[Short exercise]
Rewrite the rows below with "single pin" replaced by "single marker" and everything else unchanged, and leave the pictures out of your answer.

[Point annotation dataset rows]
================

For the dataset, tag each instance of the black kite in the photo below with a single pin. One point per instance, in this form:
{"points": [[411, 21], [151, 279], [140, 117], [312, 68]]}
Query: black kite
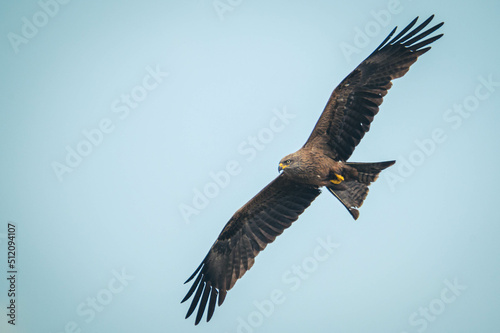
{"points": [[322, 161]]}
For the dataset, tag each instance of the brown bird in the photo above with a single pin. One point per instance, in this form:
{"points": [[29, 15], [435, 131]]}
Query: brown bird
{"points": [[322, 161]]}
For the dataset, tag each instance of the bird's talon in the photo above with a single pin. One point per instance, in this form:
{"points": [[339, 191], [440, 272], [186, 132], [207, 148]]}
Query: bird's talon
{"points": [[339, 179]]}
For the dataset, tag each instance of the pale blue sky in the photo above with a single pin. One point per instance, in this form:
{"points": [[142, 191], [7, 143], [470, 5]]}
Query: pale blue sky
{"points": [[157, 98]]}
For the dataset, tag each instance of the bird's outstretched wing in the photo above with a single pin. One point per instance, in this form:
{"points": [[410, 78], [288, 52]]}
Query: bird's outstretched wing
{"points": [[247, 233], [356, 100]]}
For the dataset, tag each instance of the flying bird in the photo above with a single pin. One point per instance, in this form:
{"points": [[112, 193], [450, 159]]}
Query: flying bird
{"points": [[321, 162]]}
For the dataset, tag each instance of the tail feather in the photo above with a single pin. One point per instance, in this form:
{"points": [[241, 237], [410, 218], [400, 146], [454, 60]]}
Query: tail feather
{"points": [[353, 192]]}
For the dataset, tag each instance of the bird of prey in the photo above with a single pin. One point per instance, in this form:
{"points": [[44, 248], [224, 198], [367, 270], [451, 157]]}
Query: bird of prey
{"points": [[321, 162]]}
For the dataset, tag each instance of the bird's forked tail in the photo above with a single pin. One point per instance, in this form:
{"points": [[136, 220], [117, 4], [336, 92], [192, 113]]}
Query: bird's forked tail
{"points": [[353, 192]]}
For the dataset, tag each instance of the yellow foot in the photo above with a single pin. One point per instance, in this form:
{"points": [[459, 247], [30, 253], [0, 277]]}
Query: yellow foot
{"points": [[339, 179]]}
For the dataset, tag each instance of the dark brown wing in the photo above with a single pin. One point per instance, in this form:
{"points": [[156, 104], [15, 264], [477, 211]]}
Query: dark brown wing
{"points": [[356, 100], [247, 233]]}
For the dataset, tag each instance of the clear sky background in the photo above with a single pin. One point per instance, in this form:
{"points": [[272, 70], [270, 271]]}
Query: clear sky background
{"points": [[115, 116]]}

================

[Exercise result]
For the dataset, tag each instance of the black kite in the photo below with a single marker. One point per instance, in this form:
{"points": [[411, 21], [151, 279], [140, 117], [312, 68]]}
Query: black kite
{"points": [[322, 161]]}
For the dataset, tag each instance of the brown bird in the photo above with a single marker. One point per instance, in this form:
{"points": [[29, 15], [435, 131]]}
Query: brown bird
{"points": [[322, 161]]}
For the dataset, tag each instance of the bird's talon in the photo above with a single marker. One point per instance, in this form:
{"points": [[339, 191], [440, 272], [186, 132], [207, 148]]}
Query: bird's talon
{"points": [[339, 179]]}
For the dataset, tag each instance of the pale blue sky in the photo above with a single marker. One point per instance, in this form:
{"points": [[142, 191], [7, 143], [470, 5]]}
Query: pale blue sky
{"points": [[157, 98]]}
For the dataset, tag each instance of the bird's outstretched wing in the photo above with a single marker. One point per instance, in this form:
{"points": [[410, 78], [288, 52]]}
Query: bird's outstretched wing
{"points": [[247, 233], [356, 100]]}
For the dataset, tag each instance of the flying bird in the photo above with a single marker. One point per instance, in this form:
{"points": [[112, 193], [450, 159]]}
Query: flying bird
{"points": [[321, 162]]}
For the dataset, tag each instance of the tail feather in the photo above with a single marker. One point per instance, in this form:
{"points": [[241, 237], [410, 218], [400, 146], [454, 60]]}
Query: tail feather
{"points": [[353, 192]]}
For the dataset, tag each instance of the bird of prey in the photo above with a single marker. One point per instance, in this form:
{"points": [[44, 248], [224, 198], [367, 270], [451, 157]]}
Query: bird of prey
{"points": [[321, 162]]}
For the dataset, tag each instance of the bird's forked tail in the photo above with a single marker. One point per instance, in this form:
{"points": [[136, 220], [117, 4], [336, 92], [192, 113]]}
Query: bird's forked tail
{"points": [[353, 192]]}
For the dataset, tag each instance of the yellow foot in the photo above with a single marker. One point per instance, in this form:
{"points": [[459, 247], [30, 253], [0, 277]]}
Query: yellow foot
{"points": [[339, 179]]}
For the dataset, tag each instance of the dark brown wing in the photo above with a single marker. One point per instance, in this form:
{"points": [[156, 104], [15, 264], [477, 211]]}
Query: dark brown wing
{"points": [[356, 100], [247, 233]]}
For the dataset, tag each instance of the clear sky background in the photo above with a single marker. One point per instance, in this form:
{"points": [[272, 70], [270, 271]]}
Query: clear sky background
{"points": [[115, 116]]}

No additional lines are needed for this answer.